■ Extracto del texto:
──────────────────────────────

Sin embargo, antes de que existiera el cine, estuvo William Sydney Porter —conocido artísticamente como O. Henry—, uno de esos escritores que vio desfilar ante sus ojos a aquellos jinetes, tal vez los últimos, y que vio desfilar también las consecuencias terribles y frescas de la Guerra de Secesión de Estados Unidos. Nacido algunas décadas después que Mark Twain y una antes que Jack London, O. Henry (1862-1910) trabajó en un sinfín de actividades. Fue farmacéutico, peón de un rancho, cocinero, músico, dibujante. Estuvo preso por fraude, escapó, cayó preso otra vez. Antes de morir, saturado por la bebida y en soledad, vio publicados sus cuentos en las revistas y diarios de mayor tirada de aquel entonces.
Esta antología puede dividirse en aquellos cuentos que tratan del western y otros que se dedican a lo que dejó la guerra civil. En “La senda del solitario”, relato que le da título a este volumen, un hombre otrora temible y ahora domesticado por el matrimonio se encuentra con uno de sus antiguos camaradas de tropelías y ambos salen a tomar unos tragos a una cantina donde coinciden con una banda rival con la que tiempo atrás se tirotearon. Por los diálogos más que por la violencia, el cuento parece salido de una película de Tarantino, que es bastante probable que haya leído muy bien a O. Henry, algo que se aplica todavía más a “Un príncipe del Chaparral”. En esta corriente de relatos western, “Cómo asaltar un tren” se mete en la psicología práctica de los maleantes de aquel rubro. En “El valor de un dólar” aparece uno de esos bandoleros solitarios dispuestos a vengarse del conservador juez y fiscal. A pesar de la cadencia de O. Henry, los relatos, con traducción afinada de Marcelo Cohen, se leen como si uno estuviera montado en uno de esos caballos que galopan levantando polvo y disparando tiros.
En los cuentos que encausan lo que dejó la Guerra de Secesión, de lo que el viento se llevó, no es que O. Henry se ponga serio: el humor sutil sigue latiendo, pero el autor entiende que se trata de algo complejo para quienes fueron derrotados y deben soportar la victoria militar, política y económica de los yanquis del Norte. Su cultura dejó de existir y por eso deambulan en el nuevo mundo con una nostalgia que se parece a la muerte en vida. Así, resulta conmovedor “La ambigüedad de Hargraves”, en la que quien fue un viejo caballero algodonero debe vivir en una pensión de Washington con su hija, lo único que le queda además de los últimos dólares. Con el mismo tono se destacan “Un informe municipal” y “La rosa de Dixie”, con temáticas que versan sobre la industria editorial. En “Dos renegados”, los Estados Confederados de América parecen recuperar la vida pretérita, sin importar los cuarenta años que pasaron desde su rendición total.
O. Henry fue un escritor preciso, gracioso y profundo, que supo entender el peso del alma individual en medio de los traumas colectivos. Dejó su legado en escritores que lo sucedieron en el realismo norteamericano como Capote, O’Connor y Carver, entre otros. Es muy probable que, luego de leer estos cuentos, cuando se hable del western, muchos piensen primero en algunos de los personajes y las situaciones que galopan por estas páginas.
O. Henry, La senda del solitario, traducción de Marcelo Cohen, Fiordo, 2024, 208 págs.

──────────────────────────────

■ Requisitos: Transcribe sin ningún cambio el pasaje de la reseña sobre O. Henry que comienza con las palabras que contienen "O. Henry fue" y termina con "2024, 208 págs.".

■ Información mostrada:

──────────────────────────────

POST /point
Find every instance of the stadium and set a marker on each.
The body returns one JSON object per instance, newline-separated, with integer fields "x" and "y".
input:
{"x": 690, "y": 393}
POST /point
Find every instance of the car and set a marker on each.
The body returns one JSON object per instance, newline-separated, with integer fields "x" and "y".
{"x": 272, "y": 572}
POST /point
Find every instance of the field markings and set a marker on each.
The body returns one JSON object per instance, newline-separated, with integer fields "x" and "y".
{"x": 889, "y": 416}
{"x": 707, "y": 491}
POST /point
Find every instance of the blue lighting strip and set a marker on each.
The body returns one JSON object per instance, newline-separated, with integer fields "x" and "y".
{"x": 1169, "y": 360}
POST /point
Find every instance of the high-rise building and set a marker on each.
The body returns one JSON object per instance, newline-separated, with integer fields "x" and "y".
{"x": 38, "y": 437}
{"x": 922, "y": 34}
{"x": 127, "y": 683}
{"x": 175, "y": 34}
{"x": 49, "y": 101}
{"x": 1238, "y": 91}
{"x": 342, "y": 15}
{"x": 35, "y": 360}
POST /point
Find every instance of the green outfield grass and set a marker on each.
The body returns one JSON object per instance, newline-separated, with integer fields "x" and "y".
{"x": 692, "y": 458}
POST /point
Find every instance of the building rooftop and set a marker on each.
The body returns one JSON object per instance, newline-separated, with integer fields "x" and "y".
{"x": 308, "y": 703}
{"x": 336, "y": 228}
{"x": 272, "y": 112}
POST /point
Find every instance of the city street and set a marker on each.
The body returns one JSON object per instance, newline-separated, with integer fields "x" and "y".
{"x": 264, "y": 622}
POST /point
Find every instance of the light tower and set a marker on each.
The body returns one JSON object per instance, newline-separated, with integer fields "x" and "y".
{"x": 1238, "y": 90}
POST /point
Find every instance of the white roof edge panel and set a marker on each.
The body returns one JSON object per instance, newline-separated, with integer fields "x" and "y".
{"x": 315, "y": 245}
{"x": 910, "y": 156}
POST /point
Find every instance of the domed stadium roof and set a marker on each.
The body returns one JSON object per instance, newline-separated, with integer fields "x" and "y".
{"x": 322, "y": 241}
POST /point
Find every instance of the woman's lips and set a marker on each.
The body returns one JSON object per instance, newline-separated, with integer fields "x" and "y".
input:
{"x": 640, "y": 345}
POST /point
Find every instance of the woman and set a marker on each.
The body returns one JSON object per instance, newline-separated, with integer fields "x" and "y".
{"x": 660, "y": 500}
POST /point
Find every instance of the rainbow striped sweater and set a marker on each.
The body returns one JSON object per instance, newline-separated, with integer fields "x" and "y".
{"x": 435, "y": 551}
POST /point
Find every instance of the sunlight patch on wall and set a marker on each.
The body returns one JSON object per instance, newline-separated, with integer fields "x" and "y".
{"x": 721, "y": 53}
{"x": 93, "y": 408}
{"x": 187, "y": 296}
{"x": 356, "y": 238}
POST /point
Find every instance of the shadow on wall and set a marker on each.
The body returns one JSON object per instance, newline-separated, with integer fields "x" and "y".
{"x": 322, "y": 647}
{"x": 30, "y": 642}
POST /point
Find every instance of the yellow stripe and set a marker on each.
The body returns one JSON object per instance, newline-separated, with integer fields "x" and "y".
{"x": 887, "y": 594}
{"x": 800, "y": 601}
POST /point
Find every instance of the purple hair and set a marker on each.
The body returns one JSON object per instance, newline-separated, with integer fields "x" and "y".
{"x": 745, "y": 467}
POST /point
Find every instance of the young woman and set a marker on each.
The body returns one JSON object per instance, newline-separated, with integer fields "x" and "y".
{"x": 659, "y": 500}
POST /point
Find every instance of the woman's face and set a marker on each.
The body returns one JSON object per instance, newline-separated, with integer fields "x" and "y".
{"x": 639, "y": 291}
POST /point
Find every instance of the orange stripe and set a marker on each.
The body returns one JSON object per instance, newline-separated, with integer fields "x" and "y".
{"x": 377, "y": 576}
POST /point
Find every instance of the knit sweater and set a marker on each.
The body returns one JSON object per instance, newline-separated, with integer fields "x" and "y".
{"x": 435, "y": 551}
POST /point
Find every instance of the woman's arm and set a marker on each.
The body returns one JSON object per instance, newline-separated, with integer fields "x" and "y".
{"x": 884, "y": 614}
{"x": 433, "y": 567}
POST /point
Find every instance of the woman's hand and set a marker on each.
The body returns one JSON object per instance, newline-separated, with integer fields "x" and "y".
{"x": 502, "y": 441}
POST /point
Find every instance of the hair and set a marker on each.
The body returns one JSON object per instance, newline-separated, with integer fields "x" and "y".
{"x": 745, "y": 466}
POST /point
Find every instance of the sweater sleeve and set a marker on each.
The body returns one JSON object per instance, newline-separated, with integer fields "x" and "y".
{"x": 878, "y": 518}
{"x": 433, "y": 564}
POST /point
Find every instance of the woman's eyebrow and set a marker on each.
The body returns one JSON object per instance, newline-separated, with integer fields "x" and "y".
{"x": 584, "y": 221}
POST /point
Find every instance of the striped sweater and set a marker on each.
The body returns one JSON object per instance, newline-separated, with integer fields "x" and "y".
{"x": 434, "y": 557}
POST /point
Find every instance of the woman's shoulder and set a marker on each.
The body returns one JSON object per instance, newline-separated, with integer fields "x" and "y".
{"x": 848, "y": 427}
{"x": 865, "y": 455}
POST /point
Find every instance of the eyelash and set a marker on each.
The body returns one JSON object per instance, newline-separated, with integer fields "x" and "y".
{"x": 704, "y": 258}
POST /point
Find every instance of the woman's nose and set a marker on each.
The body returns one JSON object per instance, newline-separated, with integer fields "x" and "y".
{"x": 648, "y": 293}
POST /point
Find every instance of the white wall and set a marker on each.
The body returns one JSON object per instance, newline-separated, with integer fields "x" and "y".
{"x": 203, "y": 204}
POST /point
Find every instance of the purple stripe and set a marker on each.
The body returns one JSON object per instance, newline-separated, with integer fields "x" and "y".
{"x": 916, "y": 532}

──────────────────────────────

■ Respuesta a la tarea:
O. Henry fue un escritor preciso, gracioso y profundo, que supo entender el peso del alma individual en medio de los traumas colectivos. Dejó su legado en escritores que lo sucedieron en el realismo norteamericano como Capote, O’Connor y Carver, entre otros. Es muy probable que, luego de leer estos cuentos, cuando se hable del western, muchos piensen primero en algunos de los personajes y las situaciones que galopan por estas páginas.
O. Henry, La senda del solitario, traducción de Marcelo Cohen, Fiordo, 2024, 208 págs.